◆ Excerpt provided:
I’m not sure if my problem is similar to yours but is it a ‘wake from sleep’ issue? My Asrock Deskmini with Ryzen 2200G CPU and Arch 5.11 has no problem at all with waking from sleep. However, My NUC7 has recently started to have that problem. The monitor actually appears to wake when a key is pressed after sleep but no video is sent to the screen so it remains black. This started for me about a week ago and I don’t remember why or if a kernel update for linux-lts was responsible. This is apparently a not-uncommon fault with Intel NUCs but perhaps not with AMD Ryzens. For my NUC7, I install powerkit from AUR and it installs xscreensaver. The NUC will then wake from sleep with a keypress. You do get some annoying 1980s-style screen savers but it’s possible to run xscreensaver_demo and choose just one sensible one.

No, this black screen occurs while working with the PC.

same result with linux 511 ?
any option on boot kernel param ?

◆ Data records:

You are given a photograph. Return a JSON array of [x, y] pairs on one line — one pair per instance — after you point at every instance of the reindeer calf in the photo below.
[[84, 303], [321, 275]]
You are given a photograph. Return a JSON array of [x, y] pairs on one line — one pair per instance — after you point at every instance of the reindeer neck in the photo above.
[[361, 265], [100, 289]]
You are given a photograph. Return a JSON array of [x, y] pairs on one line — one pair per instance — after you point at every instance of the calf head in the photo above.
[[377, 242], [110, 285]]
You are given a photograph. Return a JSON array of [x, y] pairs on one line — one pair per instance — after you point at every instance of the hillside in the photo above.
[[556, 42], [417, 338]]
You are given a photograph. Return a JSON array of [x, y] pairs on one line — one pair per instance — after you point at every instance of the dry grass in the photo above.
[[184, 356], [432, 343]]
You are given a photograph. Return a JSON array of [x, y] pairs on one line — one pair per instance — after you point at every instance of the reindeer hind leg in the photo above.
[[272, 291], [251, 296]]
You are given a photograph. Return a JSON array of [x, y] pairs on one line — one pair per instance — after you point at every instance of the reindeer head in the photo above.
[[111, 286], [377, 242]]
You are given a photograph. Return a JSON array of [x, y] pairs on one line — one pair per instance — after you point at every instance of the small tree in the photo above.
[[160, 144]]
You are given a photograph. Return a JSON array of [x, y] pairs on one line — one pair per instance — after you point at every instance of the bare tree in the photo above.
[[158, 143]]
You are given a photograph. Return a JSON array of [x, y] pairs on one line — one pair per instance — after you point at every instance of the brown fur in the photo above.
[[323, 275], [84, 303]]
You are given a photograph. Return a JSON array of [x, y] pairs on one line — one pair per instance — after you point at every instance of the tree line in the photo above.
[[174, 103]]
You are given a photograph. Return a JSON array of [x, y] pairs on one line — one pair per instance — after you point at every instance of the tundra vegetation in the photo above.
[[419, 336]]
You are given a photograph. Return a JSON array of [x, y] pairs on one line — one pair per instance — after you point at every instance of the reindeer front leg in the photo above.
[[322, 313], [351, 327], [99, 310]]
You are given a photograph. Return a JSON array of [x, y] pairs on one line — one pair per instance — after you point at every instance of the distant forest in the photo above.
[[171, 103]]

◆ Given request:
Translate this sentence from the forum thread on the wake-from-sleep problem into Spanish: "The NUC will then wake from sleep with a keypress." The material shown above is separate from the forum thread.

◆ Correct response:
Entonces el NUC se despertará de la suspensión al pulsar una tecla.